:: Goals ::
**a)** Reproduce the article on Sri Lankan children and education policy word for word, covering everything from "As Sri Lanka" down to "war and conflict.".
**b)** For each statement below, say whether it agrees with the article on Sri Lankan children and education policy. Answer yes or no, and quote the words from the article that decide it. (i) The action plan is coordinated by the Department of National Planning. (ii) Dharmala Sathianesan is 16 years old. (iii) The action plan is due to be presented to the Prime Minister next month.
**c)** In the article on Sri Lankan children and education policy, rewrite the paragraph beginning "Jaffna, once the home" more briefly, keeping its main facts.

:: Page extract ::

RIGHTS-SRI LANKA: Children Speak up to Shape Education Policy
By Feizal Samath
COLOMBO, Sep 2 (IPS) - Once, at a workshop for children, government
officials were busy praising the efforts of a special desk
for women and children in Sri Lankan police stations, until
one child asked: "But how can it be successful if no
one is at the desk?"
Lakshman Malawathanthrige, senior child rights specialist
at the Colombo office of Save the Children recalled how the
question stumped officials at the workshop. "Many officials
representing government units involved in children's issues
don't expect children to be probing, aggressive and demanding
on issues concerning them and their future."
Education -- even more than the effects of the country's 20-year-old
ethnic conflict where a ceasefire is now in place -- is the
most important need for children, according to young people
themselves.
At children's workshops, seminars and in interviews with
adults, young people keep raising the desperate need for better
education facilities particularly in rural communities.
Children from Matara and Galle in southern Sri Lanka to the
northern-most point of Jaffna are asking for better facilities
in education.
"Even if you take the war, the bigger impact has been
on education. Buildings have been destroyed, there are no
teachers and we are short of books and other material,"
says 18-year-old Dharmala Sathianesan, who is studying in
the advanced level class at Jaffna Hindu College.
Jaffna, once the home of Tamil Tiger guerrillas in the northern
part of the country, is the worst affected town in Sri Lanka.
Buildings, homes and farms lie destroyed by the armed conflict
surrounding the Tiger rebels' quest for a homeland for minority
Tamils.
As Sri Lanka prepares a National Plan of Action for Children
in line with the goals of the 2002 U.N. General Assembly on
Children, children in the age group 14 to 18 years are asserting
their rights and want their proposals to be included in the
U.N.-led Action Plan.
This action plan, coordinated by the Department of National
Planning and under preparation by an official drafting committee,
is due to be presented to Prime Minister Ranil Wickremesinghe
next month.
The report is expected to deal with education, health, nutrition,
child protection and children affected by war and conflict.

:: Data supplied ::
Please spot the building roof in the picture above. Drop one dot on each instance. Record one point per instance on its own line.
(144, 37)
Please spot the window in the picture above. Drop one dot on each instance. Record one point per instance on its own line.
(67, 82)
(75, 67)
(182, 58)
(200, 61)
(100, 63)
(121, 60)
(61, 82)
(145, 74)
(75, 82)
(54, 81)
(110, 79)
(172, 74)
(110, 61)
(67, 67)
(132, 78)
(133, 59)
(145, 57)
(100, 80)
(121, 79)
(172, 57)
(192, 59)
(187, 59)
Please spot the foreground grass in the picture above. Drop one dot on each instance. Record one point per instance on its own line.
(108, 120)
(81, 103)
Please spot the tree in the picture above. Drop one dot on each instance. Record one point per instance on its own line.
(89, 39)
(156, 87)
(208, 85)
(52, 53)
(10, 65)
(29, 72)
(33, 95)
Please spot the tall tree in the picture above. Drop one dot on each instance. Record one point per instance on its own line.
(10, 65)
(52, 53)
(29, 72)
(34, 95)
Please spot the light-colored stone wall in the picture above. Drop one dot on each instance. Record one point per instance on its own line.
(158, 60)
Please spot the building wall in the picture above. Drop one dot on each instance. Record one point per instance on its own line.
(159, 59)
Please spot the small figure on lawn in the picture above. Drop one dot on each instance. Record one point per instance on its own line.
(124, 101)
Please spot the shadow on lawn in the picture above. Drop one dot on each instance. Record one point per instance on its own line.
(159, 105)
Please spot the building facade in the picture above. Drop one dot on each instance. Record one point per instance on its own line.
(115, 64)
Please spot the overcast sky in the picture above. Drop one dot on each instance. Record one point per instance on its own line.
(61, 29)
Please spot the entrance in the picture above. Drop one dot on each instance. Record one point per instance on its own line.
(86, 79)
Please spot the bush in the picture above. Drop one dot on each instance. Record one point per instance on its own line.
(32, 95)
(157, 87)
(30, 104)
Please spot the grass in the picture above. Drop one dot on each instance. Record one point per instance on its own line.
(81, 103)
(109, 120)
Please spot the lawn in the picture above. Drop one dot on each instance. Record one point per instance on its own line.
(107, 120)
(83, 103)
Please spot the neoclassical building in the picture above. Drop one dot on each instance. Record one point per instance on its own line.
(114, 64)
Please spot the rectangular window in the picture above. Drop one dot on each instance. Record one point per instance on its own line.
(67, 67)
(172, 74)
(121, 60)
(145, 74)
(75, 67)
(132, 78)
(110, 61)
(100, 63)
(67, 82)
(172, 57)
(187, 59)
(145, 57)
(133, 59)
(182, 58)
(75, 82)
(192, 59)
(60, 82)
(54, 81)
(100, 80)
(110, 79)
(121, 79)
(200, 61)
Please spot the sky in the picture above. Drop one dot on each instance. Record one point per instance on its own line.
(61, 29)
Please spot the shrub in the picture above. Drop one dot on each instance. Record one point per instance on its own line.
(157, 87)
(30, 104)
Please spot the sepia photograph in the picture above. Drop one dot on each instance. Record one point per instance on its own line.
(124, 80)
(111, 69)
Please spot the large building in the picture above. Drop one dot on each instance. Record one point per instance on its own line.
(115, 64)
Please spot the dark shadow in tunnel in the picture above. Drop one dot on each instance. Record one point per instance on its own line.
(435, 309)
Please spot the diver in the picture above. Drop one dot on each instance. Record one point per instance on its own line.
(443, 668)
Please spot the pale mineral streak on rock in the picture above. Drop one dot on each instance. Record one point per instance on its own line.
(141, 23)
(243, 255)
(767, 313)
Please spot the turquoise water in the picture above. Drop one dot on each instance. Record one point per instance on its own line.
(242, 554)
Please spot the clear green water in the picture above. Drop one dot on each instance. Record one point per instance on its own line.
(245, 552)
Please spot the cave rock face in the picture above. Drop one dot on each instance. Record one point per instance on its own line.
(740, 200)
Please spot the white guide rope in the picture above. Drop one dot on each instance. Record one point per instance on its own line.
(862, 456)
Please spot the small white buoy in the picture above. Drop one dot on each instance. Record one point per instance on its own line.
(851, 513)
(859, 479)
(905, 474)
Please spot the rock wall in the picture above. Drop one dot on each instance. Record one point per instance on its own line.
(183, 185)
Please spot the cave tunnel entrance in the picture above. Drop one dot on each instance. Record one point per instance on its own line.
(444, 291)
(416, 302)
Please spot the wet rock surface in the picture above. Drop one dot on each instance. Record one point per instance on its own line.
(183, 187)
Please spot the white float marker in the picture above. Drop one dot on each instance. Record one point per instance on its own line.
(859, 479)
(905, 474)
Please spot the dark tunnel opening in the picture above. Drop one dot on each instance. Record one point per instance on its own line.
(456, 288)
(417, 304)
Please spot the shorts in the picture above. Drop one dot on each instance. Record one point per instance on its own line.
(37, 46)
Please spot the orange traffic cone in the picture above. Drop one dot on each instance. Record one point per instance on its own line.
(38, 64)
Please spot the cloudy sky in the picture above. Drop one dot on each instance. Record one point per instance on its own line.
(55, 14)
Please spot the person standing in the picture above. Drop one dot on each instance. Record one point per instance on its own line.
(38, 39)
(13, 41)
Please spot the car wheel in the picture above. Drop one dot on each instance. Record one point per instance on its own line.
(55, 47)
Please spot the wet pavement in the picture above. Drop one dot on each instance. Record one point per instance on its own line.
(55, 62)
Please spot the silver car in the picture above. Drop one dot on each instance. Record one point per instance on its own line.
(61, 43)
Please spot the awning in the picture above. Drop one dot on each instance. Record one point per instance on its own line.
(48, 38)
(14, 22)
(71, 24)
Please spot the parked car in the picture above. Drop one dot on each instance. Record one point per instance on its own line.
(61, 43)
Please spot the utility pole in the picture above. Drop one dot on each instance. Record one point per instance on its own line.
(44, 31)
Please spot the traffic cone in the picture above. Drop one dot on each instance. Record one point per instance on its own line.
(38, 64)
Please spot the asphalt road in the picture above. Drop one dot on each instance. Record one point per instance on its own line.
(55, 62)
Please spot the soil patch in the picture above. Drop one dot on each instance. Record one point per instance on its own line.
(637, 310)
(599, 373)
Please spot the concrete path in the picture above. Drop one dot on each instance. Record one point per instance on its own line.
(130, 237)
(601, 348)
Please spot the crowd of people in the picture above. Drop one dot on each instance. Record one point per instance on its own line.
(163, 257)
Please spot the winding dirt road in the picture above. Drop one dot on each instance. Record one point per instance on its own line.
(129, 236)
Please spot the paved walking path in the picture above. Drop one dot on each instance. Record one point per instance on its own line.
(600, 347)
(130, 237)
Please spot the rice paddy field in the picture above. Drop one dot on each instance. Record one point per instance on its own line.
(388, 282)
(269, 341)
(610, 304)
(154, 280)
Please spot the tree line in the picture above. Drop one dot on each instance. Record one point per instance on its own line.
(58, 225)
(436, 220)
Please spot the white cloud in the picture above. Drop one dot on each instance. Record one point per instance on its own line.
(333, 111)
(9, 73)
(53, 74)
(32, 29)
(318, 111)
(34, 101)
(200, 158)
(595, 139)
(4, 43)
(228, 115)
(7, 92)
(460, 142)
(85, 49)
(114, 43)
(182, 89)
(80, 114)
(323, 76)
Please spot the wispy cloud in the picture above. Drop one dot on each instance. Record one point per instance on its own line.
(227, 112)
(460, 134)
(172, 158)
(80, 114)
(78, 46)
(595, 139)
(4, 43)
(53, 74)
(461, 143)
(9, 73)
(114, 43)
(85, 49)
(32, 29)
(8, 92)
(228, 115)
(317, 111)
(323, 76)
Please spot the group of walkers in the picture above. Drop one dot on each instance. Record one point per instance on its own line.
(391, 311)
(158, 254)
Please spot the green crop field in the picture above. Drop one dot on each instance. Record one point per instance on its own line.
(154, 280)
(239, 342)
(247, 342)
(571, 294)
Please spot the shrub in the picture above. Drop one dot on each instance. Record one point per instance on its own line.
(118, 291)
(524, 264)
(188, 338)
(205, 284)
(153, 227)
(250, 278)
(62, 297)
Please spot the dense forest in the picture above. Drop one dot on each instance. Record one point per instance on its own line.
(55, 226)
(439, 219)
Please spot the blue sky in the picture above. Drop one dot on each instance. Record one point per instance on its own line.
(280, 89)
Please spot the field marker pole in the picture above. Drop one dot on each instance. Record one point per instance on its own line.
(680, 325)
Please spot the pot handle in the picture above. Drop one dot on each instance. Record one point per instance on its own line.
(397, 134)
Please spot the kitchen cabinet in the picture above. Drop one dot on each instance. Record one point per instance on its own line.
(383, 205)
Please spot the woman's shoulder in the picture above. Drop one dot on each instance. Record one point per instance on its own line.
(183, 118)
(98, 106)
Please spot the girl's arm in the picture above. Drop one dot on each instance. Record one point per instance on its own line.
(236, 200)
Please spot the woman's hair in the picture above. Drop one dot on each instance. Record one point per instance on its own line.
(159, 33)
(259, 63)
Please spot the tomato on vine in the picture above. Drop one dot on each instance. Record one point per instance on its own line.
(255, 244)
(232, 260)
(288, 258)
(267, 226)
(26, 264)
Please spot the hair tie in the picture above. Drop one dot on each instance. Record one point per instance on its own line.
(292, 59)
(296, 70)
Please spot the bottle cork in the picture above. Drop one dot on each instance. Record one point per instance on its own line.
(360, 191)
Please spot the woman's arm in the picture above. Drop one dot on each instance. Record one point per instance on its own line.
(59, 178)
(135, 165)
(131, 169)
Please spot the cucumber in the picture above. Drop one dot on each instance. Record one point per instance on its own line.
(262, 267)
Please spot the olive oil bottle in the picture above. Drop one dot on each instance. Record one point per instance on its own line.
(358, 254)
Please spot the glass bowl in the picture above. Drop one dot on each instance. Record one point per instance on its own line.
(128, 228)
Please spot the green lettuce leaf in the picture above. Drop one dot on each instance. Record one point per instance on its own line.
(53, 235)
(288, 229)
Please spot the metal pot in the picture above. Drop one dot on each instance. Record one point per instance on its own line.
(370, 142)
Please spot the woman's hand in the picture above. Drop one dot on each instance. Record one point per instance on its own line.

:: Complete answers ::
**a)**
As Sri Lanka prepares a National Plan of Action for Children
in line with the goals of the 2002 U.N. General Assembly on
Children, children in the age group 14 to 18 years are asserting
their rights and want their proposals to be included in the
U.N.-led Action Plan.
This action plan, coordinated by the Department of National
Planning and under preparation by an official drafting committee,
is due to be presented to Prime Minister Ranil Wickremesinghe
next month.
The report is expected to deal with education, health, nutrition,
child protection and children affected by war and conflict.

**b)**
(i) Yes: "coordinated by the Department of National Planning"
(ii) No: "18-year-old Dharmala Sathianesan"
(iii) Yes: "is due to be presented to Prime Minister Ranil Wickremesinghe next month"

**c)** Jaffna, in the north of the country and once home to the Tamil Tiger guerrillas, is Sri Lanka's worst affected town. Its buildings, homes and farms have been destroyed by the armed conflict over the rebels' quest for a homeland for minority Tamils.